▶ **The problem**
In the text on opioids for chronic pain, how soon after the medication is started does the first follow-up happen?

::: Source text :::

When opioids are considered for chronic pain, the process involves more structure than an acute prescription. Before starting, you and your provider should discuss realistic expectations for how much the medication will help, set specific goals around both pain levels and daily function, and plan for how the medication will eventually be tapered if it isn’t working well enough. Once started, follow-up happens within one to four weeks and continues regularly afterward to reassess whether the benefits still outweigh the risks.
This careful approach reflects a shift in medical thinking. For years, opioids were prescribed liberally for chronic pain. Evidence has since shown that for many chronic conditions, long-term opioid use provides diminishing pain relief while risks accumulate, including tolerance (needing more to get the same effect), physical dependence, and potential for opioid use disorder.

::: Data for review :::

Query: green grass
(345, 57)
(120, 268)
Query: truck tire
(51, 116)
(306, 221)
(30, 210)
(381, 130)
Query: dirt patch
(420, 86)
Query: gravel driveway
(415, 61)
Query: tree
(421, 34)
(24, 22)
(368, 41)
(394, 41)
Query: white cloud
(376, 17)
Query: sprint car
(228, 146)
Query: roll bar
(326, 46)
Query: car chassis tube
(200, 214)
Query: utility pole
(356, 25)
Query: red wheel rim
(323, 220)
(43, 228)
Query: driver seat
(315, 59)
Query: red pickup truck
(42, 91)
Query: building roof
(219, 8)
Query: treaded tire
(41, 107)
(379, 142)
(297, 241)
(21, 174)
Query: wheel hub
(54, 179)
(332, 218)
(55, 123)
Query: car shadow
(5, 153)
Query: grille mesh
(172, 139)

:::

▶ **Response to this exercise**
Within one to four weeks, with regular follow-up afterward.